Records contained in a dataset

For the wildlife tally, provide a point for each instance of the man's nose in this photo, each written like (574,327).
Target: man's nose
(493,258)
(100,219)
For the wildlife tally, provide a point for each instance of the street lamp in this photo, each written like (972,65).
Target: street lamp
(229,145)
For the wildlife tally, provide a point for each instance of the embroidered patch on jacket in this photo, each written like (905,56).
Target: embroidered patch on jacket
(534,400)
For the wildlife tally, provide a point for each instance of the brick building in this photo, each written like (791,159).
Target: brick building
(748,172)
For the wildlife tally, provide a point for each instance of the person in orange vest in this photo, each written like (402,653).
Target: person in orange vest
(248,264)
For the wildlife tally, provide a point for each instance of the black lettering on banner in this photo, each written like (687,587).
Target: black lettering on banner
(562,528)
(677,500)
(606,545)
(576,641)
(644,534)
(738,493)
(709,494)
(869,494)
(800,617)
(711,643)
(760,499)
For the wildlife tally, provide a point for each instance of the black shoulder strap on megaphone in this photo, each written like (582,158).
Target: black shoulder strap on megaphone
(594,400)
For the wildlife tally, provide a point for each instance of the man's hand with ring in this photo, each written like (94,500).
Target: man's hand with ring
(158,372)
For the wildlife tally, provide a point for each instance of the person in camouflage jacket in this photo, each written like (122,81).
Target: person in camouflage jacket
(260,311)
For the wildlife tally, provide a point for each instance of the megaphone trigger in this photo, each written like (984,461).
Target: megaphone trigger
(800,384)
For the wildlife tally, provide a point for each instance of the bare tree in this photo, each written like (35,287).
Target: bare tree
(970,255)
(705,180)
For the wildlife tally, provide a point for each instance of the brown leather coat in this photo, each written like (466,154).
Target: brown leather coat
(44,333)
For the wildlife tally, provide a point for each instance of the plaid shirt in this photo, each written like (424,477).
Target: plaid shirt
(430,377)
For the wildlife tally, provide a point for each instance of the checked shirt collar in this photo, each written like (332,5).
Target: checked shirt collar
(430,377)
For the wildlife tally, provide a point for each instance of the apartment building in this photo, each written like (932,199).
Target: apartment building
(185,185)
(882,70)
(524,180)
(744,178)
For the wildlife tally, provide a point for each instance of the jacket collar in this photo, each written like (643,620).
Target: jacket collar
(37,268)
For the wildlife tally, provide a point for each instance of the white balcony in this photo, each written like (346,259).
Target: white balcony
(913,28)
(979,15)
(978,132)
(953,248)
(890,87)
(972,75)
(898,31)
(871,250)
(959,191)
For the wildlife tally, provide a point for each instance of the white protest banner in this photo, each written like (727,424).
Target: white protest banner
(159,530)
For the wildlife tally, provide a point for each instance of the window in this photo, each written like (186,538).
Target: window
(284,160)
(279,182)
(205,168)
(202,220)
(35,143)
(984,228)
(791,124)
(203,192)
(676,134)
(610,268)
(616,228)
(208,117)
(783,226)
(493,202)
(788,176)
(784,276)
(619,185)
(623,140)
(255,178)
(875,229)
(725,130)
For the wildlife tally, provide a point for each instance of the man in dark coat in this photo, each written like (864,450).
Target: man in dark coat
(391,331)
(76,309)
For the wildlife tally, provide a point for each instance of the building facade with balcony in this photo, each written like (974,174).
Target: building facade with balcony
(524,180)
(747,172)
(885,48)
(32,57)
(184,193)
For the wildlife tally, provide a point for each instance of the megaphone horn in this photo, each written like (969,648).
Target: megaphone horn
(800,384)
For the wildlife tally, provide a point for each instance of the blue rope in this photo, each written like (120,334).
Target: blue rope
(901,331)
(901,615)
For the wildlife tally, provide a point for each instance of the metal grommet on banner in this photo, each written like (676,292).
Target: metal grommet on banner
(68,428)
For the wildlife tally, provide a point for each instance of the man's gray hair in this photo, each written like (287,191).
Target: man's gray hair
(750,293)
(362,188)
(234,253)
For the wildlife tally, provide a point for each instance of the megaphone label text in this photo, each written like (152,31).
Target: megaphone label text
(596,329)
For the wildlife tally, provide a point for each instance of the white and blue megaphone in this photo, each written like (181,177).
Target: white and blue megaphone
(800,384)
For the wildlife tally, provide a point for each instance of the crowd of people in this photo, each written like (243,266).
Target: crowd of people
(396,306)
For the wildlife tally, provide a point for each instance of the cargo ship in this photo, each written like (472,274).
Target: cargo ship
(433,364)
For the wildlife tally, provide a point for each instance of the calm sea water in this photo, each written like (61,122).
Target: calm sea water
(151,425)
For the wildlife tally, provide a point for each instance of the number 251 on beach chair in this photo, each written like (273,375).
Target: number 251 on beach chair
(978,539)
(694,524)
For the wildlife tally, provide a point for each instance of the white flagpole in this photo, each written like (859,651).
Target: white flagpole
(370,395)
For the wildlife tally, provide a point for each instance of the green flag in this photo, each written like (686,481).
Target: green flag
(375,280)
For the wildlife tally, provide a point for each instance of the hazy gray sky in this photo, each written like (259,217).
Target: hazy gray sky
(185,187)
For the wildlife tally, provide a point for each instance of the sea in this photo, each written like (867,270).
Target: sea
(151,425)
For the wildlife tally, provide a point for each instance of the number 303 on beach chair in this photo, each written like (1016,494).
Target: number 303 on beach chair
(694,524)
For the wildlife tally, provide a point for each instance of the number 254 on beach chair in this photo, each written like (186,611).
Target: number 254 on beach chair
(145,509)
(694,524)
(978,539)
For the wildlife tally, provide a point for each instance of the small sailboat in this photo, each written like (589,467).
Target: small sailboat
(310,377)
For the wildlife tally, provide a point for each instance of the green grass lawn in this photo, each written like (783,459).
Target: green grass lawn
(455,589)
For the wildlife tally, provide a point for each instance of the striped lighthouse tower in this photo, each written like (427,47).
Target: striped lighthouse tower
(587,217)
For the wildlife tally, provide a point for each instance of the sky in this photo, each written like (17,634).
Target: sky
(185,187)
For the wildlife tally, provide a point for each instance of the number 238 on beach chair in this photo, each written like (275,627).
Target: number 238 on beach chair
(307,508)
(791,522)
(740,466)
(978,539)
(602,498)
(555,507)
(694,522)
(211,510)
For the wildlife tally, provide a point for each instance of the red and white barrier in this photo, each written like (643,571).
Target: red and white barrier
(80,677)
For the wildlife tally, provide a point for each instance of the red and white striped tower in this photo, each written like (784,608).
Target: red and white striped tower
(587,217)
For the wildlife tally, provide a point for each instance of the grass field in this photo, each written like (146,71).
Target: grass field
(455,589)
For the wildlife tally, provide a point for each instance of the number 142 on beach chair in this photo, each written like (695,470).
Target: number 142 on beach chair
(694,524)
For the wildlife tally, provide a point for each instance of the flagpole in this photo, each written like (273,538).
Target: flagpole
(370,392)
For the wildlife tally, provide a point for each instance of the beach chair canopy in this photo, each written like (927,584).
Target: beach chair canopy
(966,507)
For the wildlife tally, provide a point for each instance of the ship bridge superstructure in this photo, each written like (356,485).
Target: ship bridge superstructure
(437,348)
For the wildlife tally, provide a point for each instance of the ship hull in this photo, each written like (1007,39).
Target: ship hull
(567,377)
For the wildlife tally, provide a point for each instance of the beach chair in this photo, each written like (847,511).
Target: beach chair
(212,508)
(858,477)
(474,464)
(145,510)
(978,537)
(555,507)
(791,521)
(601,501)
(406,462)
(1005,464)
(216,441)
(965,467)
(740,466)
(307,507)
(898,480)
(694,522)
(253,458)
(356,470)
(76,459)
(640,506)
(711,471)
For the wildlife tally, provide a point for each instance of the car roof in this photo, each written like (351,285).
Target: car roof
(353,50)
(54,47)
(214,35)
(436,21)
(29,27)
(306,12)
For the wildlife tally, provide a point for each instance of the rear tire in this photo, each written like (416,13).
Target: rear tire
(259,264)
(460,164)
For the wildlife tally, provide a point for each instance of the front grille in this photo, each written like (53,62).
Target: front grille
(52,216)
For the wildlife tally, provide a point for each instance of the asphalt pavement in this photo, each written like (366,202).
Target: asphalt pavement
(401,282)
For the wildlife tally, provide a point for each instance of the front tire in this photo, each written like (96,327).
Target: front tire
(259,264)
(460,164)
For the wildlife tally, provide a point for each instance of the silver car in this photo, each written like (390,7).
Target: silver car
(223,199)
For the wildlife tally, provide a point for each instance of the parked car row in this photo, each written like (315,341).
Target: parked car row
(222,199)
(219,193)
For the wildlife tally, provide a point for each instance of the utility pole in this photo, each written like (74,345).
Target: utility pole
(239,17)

GIVEN REQUEST:
Repeat only the lines running from the line that contains "written like (927,584)." through the last line above, inclusive.

THE SOLUTION:
For the wildlife tally, provide a point for each instance of the beach chair canopy in this photo, each written like (927,584).
Target: beach chair canopy
(966,507)
For the wildlife tally, provide a point for each instance of the ship bridge superstructure in this photo, each written like (356,485).
Target: ship bridge superstructure
(437,348)
For the wildlife tally, provide a point for each instance of the ship hull in this photo, each written like (1007,39).
Target: ship hull
(567,377)
For the wildlife tally, provide a point for each instance of the beach chair in this photo, each written like (847,511).
Target: beach chair
(212,508)
(858,477)
(474,464)
(145,510)
(978,537)
(555,507)
(791,521)
(601,501)
(406,462)
(1005,464)
(216,441)
(965,467)
(740,466)
(307,507)
(898,480)
(694,522)
(253,458)
(356,470)
(76,459)
(640,506)
(711,471)
For the wildlife tally, provide a point for each instance of the car roof in this photo, each written like (351,285).
Target: car roof
(353,50)
(54,47)
(214,35)
(436,21)
(29,27)
(306,12)
For the wildlife tally, provide a point for each instance of the rear tire in this photo, each written like (416,13).
Target: rear tire
(259,264)
(460,164)
For the wildlife tally, provide a point for each instance of the front grille in this photo, each written like (53,62).
Target: front grille
(52,216)
For the wildlife tally, provide a point for each instance of the asphalt pavement in this photo, each written like (366,202).
Target: asphalt pavement
(401,282)
For the wildlife tally, provide a point for each instance of the front tire in this photo, each written like (96,327).
Target: front tire
(259,264)
(460,164)
For the wildlife tally, provide a point for each instance of the silver car in this photo, each written like (390,7).
Target: silver car
(223,199)
For the wildlife tally, provide a point for each instance of the parked car row in this photo, each written like (315,341).
Target: parked car row
(222,199)
(219,193)
For the wildlife tally, provide a point for each instance of the utility pole in this photo, each written like (74,345).
Target: utility pole
(239,17)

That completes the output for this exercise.